Task description:
Retype the listing below without changes, from its first line through the line that contains "148], [317, 127]]", and leave out the pictures.

Source data:
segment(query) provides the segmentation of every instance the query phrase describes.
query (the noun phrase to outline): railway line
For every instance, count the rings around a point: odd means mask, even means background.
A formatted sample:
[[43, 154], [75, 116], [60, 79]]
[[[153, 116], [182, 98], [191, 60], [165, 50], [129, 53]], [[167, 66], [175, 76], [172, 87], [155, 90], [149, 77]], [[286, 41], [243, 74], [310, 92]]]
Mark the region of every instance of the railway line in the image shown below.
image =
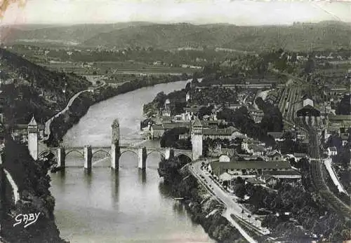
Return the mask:
[[322, 128], [326, 122], [324, 122], [321, 118], [296, 117], [294, 115], [296, 111], [295, 104], [299, 102], [301, 92], [301, 87], [298, 85], [301, 84], [298, 83], [286, 85], [282, 92], [278, 107], [282, 111], [284, 122], [302, 131], [310, 141], [310, 173], [316, 191], [335, 211], [345, 217], [351, 218], [351, 208], [330, 190], [324, 178], [324, 163], [321, 160], [322, 148], [317, 127]]

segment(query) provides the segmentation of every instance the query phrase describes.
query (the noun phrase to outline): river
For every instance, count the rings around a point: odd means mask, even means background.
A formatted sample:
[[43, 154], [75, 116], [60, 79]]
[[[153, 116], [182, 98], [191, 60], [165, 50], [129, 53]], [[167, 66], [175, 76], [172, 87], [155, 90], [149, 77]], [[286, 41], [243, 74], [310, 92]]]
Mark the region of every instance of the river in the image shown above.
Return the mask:
[[[119, 120], [122, 143], [140, 141], [143, 105], [159, 92], [168, 93], [185, 84], [144, 88], [95, 104], [68, 131], [64, 143], [109, 145], [114, 118]], [[98, 163], [90, 175], [84, 172], [83, 158], [74, 153], [67, 155], [65, 173], [51, 174], [55, 216], [62, 237], [84, 243], [216, 242], [169, 195], [157, 174], [159, 155], [148, 156], [143, 173], [136, 167], [137, 156], [125, 153], [117, 174], [109, 167], [110, 158], [100, 156], [94, 156], [93, 162]]]

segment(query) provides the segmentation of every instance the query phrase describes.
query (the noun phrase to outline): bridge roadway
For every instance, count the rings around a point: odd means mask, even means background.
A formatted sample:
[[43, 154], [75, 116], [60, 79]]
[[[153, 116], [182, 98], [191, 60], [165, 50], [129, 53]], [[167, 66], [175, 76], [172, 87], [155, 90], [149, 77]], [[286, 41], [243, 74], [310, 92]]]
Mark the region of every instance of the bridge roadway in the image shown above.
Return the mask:
[[350, 218], [351, 208], [330, 190], [324, 180], [318, 134], [317, 130], [312, 127], [310, 127], [310, 156], [312, 158], [310, 171], [316, 189], [336, 211], [339, 212], [345, 217]]
[[[289, 76], [295, 81], [295, 83], [298, 85], [302, 84], [303, 81], [300, 78], [294, 77], [291, 75]], [[314, 127], [316, 123], [313, 123], [311, 120], [312, 118], [307, 118], [307, 120], [305, 120], [306, 119], [300, 120], [300, 118], [298, 118], [296, 120], [293, 119], [293, 118], [291, 116], [291, 113], [289, 114], [288, 112], [288, 116], [286, 114], [285, 106], [286, 102], [289, 101], [290, 103], [289, 110], [292, 109], [291, 105], [296, 102], [296, 100], [289, 100], [288, 99], [285, 99], [286, 97], [289, 97], [290, 99], [291, 98], [291, 96], [289, 94], [290, 91], [290, 87], [287, 85], [286, 88], [285, 88], [283, 92], [283, 95], [282, 96], [281, 99], [279, 102], [279, 108], [283, 113], [284, 123], [289, 125], [295, 125], [297, 128], [301, 130], [304, 133], [308, 135], [310, 144], [309, 152], [311, 158], [310, 163], [310, 172], [311, 173], [311, 178], [313, 180], [316, 190], [322, 198], [329, 202], [331, 207], [336, 211], [340, 213], [345, 217], [350, 218], [350, 216], [351, 215], [351, 208], [341, 201], [330, 190], [323, 176], [323, 162], [320, 156], [321, 148], [318, 139], [318, 130]], [[297, 98], [297, 95], [298, 95], [299, 93], [298, 91], [299, 90], [298, 90], [297, 94], [295, 93], [295, 98]], [[294, 97], [293, 97], [293, 98]], [[327, 121], [322, 121], [322, 123], [317, 123], [317, 125], [320, 125], [320, 128], [322, 129], [323, 127], [327, 124]]]

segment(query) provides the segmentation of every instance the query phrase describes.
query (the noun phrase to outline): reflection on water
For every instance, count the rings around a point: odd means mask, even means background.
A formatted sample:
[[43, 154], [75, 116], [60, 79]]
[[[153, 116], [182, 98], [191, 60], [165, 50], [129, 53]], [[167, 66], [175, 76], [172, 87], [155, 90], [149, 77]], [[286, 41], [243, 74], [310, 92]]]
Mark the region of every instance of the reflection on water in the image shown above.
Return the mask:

The output:
segment(query) provides the segmentation of every instance the query phrase describes.
query (the noun phrase to outline): railway line
For every instance, count the rings around a point: odd means mask, even means background.
A formatted sample:
[[43, 154], [75, 116], [60, 79]]
[[[153, 116], [182, 98], [191, 60], [165, 50], [129, 53]], [[167, 66], [175, 76], [172, 87], [155, 90], [149, 77]], [[286, 41], [243, 74], [310, 92]]]
Mark the region of every instance of the railway line in the image shown below.
image =
Return the mask:
[[322, 128], [326, 122], [324, 122], [321, 118], [296, 117], [294, 115], [296, 111], [295, 104], [299, 102], [301, 92], [301, 87], [298, 85], [301, 84], [298, 83], [286, 85], [282, 92], [278, 107], [282, 111], [284, 122], [302, 131], [310, 141], [310, 173], [316, 191], [335, 211], [345, 217], [351, 218], [351, 208], [330, 190], [324, 178], [324, 163], [321, 160], [322, 148], [317, 127]]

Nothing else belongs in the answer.